“It’s been decaying, but now that spring has hit the city, things are growing back out of the destruction,” said Hegarty, who placed on a nearby ledge a painted papier-mâché sculpture of an albino pigeon holding a bright flower in its beak as a sign of hope. “Vanitas painting is about impermanence, which is something we’ve all been feeling pretty hard this past year.”
Hegarty is one of 24 artists contributing site-specific projects responsive to this moment of loss and renewal in the exhibition “Re:Growth, a Celebration of Art, Riverside Park and the New York Spirit.” The exhibition, which was organised by curator Karin Bravin, populates the landscape from 64th to 151st Streets and runs through Sept. 13. It’s the largest art show in the park’s history, according to the Riverside Park Conservancy, which produced it.
“I spent so much of the pandemic walking through the park and thought this would be the perfect time to see public art,” said Bravin, who proposed the idea to Daniel Garodnick, president and CEO of the conservancy, in the bleak days of November.

□ □ □ □

- _What the exercise asks_: Quote the passage of the text about the Riverside Park art exhibition from "Hegarty is one" to "days of November.". The data after this point is separate material with no connection to the text about the Riverside Park art exhibition.

(Referring expression pointing data)
□ □ □ □

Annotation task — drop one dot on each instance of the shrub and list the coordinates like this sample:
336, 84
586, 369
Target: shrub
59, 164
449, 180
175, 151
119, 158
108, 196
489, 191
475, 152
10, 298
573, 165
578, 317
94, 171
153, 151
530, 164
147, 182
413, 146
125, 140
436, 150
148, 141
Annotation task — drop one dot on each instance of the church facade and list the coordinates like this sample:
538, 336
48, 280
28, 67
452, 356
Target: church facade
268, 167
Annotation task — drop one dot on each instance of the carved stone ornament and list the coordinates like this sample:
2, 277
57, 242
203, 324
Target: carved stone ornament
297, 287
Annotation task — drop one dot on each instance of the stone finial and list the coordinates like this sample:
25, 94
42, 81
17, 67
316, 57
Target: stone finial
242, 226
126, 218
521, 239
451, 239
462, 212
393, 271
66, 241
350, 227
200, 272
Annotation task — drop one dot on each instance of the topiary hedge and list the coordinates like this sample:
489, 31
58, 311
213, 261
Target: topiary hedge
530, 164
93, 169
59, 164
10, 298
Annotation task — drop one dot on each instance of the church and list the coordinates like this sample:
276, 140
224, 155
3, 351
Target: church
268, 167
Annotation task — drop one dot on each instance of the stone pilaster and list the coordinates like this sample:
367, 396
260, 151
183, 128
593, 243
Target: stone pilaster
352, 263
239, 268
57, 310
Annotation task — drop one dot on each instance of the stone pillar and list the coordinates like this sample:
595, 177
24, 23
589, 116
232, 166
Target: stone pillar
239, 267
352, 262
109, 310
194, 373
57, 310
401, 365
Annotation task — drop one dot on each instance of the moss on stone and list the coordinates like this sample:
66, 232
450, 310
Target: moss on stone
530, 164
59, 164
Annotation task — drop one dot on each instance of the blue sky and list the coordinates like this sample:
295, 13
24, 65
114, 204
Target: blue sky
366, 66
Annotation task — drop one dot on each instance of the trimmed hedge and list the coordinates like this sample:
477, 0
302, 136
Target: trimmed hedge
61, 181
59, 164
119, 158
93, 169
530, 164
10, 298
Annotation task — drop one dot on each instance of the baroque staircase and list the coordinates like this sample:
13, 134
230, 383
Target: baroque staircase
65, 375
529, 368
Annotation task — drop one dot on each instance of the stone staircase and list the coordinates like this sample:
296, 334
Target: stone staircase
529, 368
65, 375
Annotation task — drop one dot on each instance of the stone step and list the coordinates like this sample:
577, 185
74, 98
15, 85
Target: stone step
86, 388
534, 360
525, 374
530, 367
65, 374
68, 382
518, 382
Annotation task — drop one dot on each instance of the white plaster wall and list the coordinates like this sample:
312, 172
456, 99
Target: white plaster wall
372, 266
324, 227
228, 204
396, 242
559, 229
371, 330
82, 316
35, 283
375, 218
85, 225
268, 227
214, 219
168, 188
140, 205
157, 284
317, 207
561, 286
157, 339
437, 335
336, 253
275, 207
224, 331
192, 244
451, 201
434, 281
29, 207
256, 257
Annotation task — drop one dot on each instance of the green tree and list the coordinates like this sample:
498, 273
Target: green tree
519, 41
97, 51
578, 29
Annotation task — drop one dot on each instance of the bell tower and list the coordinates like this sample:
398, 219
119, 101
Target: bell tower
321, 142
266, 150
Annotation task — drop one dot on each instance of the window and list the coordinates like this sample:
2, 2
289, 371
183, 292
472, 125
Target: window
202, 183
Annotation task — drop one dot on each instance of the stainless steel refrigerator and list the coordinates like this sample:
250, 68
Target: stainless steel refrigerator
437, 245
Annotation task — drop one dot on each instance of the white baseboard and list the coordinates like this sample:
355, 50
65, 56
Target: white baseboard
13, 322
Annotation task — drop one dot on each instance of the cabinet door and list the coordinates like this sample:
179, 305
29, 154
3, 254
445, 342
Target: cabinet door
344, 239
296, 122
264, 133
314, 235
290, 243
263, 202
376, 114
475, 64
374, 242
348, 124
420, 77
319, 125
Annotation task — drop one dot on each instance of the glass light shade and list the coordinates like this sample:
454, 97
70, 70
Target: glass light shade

□ □ □ □

- _Answer section_:
Hegarty is one of 24 artists contributing site-specific projects responsive to this moment of loss and renewal in the exhibition “Re:Growth, a Celebration of Art, Riverside Park and the New York Spirit.” The exhibition, which was organised by curator Karin Bravin, populates the landscape from 64th to 151st Streets and runs through Sept. 13. It’s the largest art show in the park’s history, according to the Riverside Park Conservancy, which produced it.
“I spent so much of the pandemic walking through the park and thought this would be the perfect time to see public art,” said Bravin, who proposed the idea to Daniel Garodnick, president and CEO of the conservancy, in the bleak days of November.